Armed mostly with shotguns and outdated muskets, the Confederate line advanced north before encountering Cosgrove’s pickets.

(National Archives)

The First Battle of Cabin Creek

In July 1863, Confederate Colonel Stand Watie (right) first attempted the capture of a Union wagon train en route to Fort Gibson. The results, however, were much different. Watie and about 1,600 men were ordered to Cabin Creek to intercept a wagon train heading out of Baxter Springs, Kansas. He took a position along the opposite side of a Cabin Creek ford and waited in ambush. The wagons were closely guarded by detached troops under the command of Colonel James Monroe Williams. Among his troops was the 1st Kansas Colored Infantry, the Union’s first African-American regiment. Hoping to prevent Williams’ crossing, Watie suffered through a sustained artillery barrage followed by an infantry attack. His men held off the attack until the Union troops withdrew across the creek. The Union troops launched a second attack with cavalry and this time, Watie was routed from the field. The urgent need for supplies at Fort Gibson prevented Williams from pursuing Watie further. Confederate casualties numbered 65 while Williams’ loses were 53 killed and wounded. The wagon train reached Fort Gibson safely and the supplies helped keep the fort in Union hands until the end of the war.

While they waited for Cosgrove’s reply, they could hear drunken taunts coming from the Union lines. Many of the Federals had helped themselves to buckets of whiskey inside the stockade. One drunken teamster approached the Rebel line “heaping vile epithets and curses.” Warnings from Gano’s men only increased the drunk’s resolve; he was shot dead. The opposing Cherokees taunted each other with the ancient turkey gobble call—a challenge no Cherokee warrior could ignore. At 1 a.m., the Confederate attack began in earnest with an artillery barrage of solid shot and shell. Wagons were set on fire while mules, troops, and teamsters ran about in panic.

• _Task instructions_: Write the next portion of the Cabin Creek battle account, beginning immediately after its final sentence. The lines that follow serve no purpose for this work.

• _Data extract_:
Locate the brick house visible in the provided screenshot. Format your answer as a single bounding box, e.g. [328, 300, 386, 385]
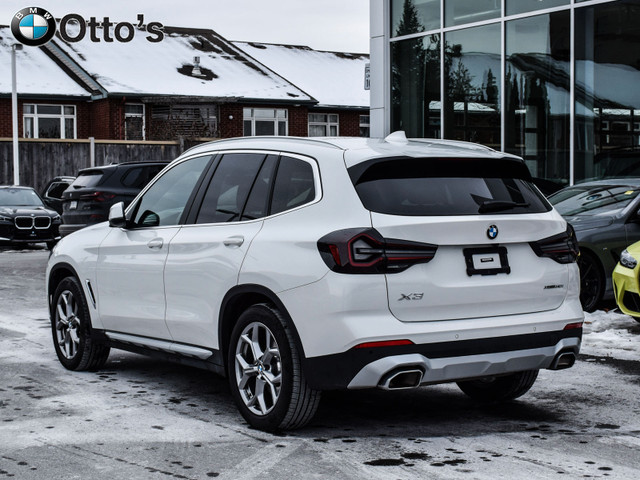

• _Final result_:
As teamster Robert Morris Peck later wrote:
“Soldiers, teamsters, mules and wagons, in a perfect cyclone of excitement, went flying towards the timber [nearby woods]. Some men mounted and unhitched mules, where they could catch them, often only to be thrown off by the frantic animal. Some teams and parts of teams dragging their wagons, without guidance crashed into each other as they turned from rebel gunfire. There seemed to be no effort on the part of Hopkins and his officers so far as I could judge, to form the soldiers for a defense of the camp. I could see soldiers, teamsters and others striking out for the timber, on a track back to Ft. Scott. I started out afoot when a soldier’s horse, bridled and saddled but without rider came galloping past. I lunged out and quickly climbed into the saddle.”

FIGHT FACTS

2ND cabin creek Cherokee Nation, Indian Territory
September 19, 1864

Campaign

Confederate cavalry raid to capture Union wagon train bound for Fort Gibson, Indian Territory

COMMANDERS

Confederate:
Brig. Gen. Richard M. Gano (overall commander)
Brig. Gen. Stand Watie
Union:
Major Henry M. Hopkins

Numbers

Confederate: 2,000 cavalry and artilleryman
Union: Approx. 600 infantry, cavalry, and teamsters

FORCES ENGAGED

Confederate: Gano’s Texas Brigade Watie’s Indian Brigade Howell’s Texas Artillery Battery
Union: Detachments from 6th Kansas Cavalry 14th Kansas Cavalry 2nd Kansas Cavalry 1st Indian Home Guard 2nd Indian Home Guard 3rd Indian Home Guard

ESTIMATED CASUALTIES

Confederate 9 killed, 38 wounded (Watie’s wounded N/A)
Union 20 killed, 26 captured,
wounded not reported

OUTCOME

Confederate Victory

Twelve Union cavalrymen, under Captain Henry Ledger of the 6th Kansas, charged the Rebel battery. Ledger fell 15 feet from a cannon muzzle—his horse was riddled with canister shot, but he miraculously survived. Hopkins, meanwhile, had galloped off in a vain attempt to find reinforcements, but by 9 a.m., a white flag appeared over the stockade, the battle over. Gano’s men, sorely lacking in food, ammunition, uniforms, and shoes, were suddenly blessed with an overwhelming bounty. Of 300 Union wagons, valued at a whopping $1.5 million, the Confederates had salvaged 130, along with 740 mules. Twenty Union soldiers were killed, 26 surrendered, and an unreported number wounded. The Rebels lost nine killed and 38 wounded.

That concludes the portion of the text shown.